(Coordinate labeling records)
──────────────────────────────
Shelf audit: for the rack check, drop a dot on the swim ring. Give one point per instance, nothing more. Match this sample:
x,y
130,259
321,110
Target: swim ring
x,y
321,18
──────────────────────────────
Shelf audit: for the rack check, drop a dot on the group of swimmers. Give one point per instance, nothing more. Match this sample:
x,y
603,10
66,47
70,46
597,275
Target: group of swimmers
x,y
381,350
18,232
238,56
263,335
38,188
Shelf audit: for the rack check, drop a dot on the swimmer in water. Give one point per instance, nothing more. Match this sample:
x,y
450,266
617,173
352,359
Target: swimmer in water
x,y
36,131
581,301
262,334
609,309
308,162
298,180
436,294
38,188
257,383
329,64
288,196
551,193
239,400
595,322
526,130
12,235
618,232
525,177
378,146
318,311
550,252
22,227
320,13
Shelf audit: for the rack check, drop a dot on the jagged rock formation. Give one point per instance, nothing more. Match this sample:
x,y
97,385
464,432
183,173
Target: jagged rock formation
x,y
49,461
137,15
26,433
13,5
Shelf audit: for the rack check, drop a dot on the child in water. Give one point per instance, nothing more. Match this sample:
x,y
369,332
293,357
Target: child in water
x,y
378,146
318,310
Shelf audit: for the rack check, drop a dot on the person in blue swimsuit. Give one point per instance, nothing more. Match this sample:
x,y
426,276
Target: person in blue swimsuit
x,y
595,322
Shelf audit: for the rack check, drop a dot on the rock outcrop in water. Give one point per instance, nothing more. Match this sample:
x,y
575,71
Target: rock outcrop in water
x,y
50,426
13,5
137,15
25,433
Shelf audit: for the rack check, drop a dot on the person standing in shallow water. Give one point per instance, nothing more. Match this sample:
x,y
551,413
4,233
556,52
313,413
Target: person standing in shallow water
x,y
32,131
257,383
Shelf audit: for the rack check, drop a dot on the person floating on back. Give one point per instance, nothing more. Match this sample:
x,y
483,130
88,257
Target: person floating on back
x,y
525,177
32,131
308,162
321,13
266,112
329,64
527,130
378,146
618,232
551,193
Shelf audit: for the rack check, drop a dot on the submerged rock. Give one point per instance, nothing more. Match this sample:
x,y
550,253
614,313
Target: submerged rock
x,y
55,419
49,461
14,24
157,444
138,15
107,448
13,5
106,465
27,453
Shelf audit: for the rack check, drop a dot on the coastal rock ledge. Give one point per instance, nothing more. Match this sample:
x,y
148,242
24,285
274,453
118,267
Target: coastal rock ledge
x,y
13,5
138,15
──────────────────────────────
• **Exercise task**:
Report every line of the records that contains the word "jagged", copying each such line in full. Case counts, so match only that exact capitalization.

• **Answer to the task**:
Shelf audit: for the rack check, drop a dot on the jagged rock formation. Give one point per instance, nothing more. Match this sample:
Target: jagged rock formation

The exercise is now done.